● **Goal**
Nothing but the lines from the one that contains "Target: white knit hat" through the end of the listing should appear, set down exactly.
-- Start Supplied records --
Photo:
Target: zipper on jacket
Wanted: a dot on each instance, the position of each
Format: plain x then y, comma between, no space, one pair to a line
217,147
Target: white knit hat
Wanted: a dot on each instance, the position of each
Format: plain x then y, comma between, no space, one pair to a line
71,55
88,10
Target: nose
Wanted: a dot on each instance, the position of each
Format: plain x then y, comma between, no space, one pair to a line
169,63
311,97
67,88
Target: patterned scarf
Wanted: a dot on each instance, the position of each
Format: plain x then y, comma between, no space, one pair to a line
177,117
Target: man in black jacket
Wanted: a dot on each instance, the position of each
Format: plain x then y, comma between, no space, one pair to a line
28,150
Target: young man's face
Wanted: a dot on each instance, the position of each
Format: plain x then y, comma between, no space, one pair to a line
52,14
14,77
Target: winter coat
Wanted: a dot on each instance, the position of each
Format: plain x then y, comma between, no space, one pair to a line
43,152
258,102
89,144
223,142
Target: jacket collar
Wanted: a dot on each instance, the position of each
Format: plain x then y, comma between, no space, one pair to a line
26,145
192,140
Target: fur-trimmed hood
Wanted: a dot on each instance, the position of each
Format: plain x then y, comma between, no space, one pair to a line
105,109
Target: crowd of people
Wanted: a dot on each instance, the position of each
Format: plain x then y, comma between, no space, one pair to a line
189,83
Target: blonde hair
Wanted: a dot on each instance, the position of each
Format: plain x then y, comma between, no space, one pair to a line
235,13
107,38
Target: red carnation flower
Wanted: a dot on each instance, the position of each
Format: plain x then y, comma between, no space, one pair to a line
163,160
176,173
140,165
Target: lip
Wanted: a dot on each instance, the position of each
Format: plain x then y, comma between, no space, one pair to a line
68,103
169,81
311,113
-- End Supplied records --
● **Task answer**
Target: white knit hat
Wanted: a dot on each instance, the position of each
Format: plain x then y, comma between, no space, one pair to a line
71,55
88,10
Target: nose
Wanted: a dot on each instance, the position of each
Format: plain x then y, comma between, no space, one pair to a line
169,63
311,97
67,88
Target: patterned scarf
Wanted: a dot on each instance, the position of each
Format: plain x then y, comma between, no space, one pair to a line
177,117
Target: man in black jacket
Wanted: a dot on each instance, the position of each
Format: plain x then y, comma between, no space, one pair to a line
28,150
Target: young man's face
Wanted: a dot on each instance, the position of each
Format: plain x then y, comma between, no space, one pair to a line
52,14
14,77
Target: winter coat
Wanted: a dot on each instance, the position of each
Format: plain x then y, comma between, no space, one pair to a line
43,152
258,102
89,144
223,142
Target: jacket collar
Wanted: a dot on each instance, the position of each
Format: plain x then y, comma between, no space, one pair to a line
26,145
192,140
Target: fur-trimmed hood
Wanted: a dot on each instance, the position of each
Format: plain x then y, comma between, no space, one pair to a line
105,109
Target: crowd of people
Wanted: a dot on each instance, the position of each
Format: plain x then y, comma between, no space, one pair to a line
189,83
Target: blonde hair
Wanted: a dot on each instance, the position of each
Format: plain x then y, comma between, no space, one pair to a line
235,13
107,38
Target: red carnation flower
Wanted: a dot on each instance, the position of each
Format: plain x then y, comma between, no space, one pair to a line
163,160
176,173
140,165
Target: lip
Wanted: a dot on each instance, the position of each
Format: plain x then y, comma between, no space, one pair to a line
68,103
169,81
311,113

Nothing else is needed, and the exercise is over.